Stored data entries
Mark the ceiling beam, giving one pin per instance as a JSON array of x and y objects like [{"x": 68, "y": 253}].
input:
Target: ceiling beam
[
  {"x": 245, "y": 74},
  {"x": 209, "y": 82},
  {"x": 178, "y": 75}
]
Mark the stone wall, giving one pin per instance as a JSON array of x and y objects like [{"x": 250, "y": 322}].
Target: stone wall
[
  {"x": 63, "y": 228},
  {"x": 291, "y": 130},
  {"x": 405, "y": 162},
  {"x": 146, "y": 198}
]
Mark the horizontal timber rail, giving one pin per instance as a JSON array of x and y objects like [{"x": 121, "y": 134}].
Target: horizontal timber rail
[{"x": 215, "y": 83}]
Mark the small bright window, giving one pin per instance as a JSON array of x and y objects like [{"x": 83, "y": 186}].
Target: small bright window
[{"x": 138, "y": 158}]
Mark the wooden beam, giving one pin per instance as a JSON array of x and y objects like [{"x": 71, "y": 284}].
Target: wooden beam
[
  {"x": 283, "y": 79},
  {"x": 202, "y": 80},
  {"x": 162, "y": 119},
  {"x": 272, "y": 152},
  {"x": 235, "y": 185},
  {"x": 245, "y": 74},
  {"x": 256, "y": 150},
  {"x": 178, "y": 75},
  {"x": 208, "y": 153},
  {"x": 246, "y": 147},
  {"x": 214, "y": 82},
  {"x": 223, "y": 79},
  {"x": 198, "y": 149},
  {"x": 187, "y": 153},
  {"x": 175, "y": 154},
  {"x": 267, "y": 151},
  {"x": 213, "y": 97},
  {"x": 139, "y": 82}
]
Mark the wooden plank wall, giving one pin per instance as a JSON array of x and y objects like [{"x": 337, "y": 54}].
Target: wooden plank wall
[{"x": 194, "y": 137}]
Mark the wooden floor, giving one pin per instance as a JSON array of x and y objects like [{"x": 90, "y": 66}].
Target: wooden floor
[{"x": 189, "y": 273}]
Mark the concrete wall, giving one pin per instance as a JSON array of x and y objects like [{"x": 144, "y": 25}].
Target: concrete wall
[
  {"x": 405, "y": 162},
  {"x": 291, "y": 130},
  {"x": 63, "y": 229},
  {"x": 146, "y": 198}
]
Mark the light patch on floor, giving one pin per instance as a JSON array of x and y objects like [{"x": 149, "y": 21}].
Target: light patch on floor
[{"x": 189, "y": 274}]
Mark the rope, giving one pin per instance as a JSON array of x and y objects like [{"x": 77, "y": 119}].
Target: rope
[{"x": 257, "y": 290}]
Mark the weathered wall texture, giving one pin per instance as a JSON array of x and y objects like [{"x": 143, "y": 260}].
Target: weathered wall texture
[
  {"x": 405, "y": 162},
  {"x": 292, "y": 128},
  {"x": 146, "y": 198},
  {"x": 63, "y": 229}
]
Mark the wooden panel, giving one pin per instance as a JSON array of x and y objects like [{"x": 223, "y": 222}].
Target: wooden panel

Problem requirements:
Begin at the line containing "Target: light patch on floor" and reproduce every line through the last one in the records above, exactly.

Written answer:
Target: light patch on floor
[{"x": 189, "y": 274}]
Mark the rope, giving one pin per instance as a JSON array of x and y objects like [{"x": 77, "y": 119}].
Target: rope
[{"x": 257, "y": 290}]
Mark the weathered wall texture, giving one pin per instance as a JSON array of x and y objects like [{"x": 143, "y": 260}].
Target: weathered wall texture
[
  {"x": 405, "y": 162},
  {"x": 292, "y": 128},
  {"x": 146, "y": 198},
  {"x": 63, "y": 229}
]
Mark the wooden panel, giving one pin per instance as a JSON array of x and y objects like [{"x": 223, "y": 222}].
Target: wooden panel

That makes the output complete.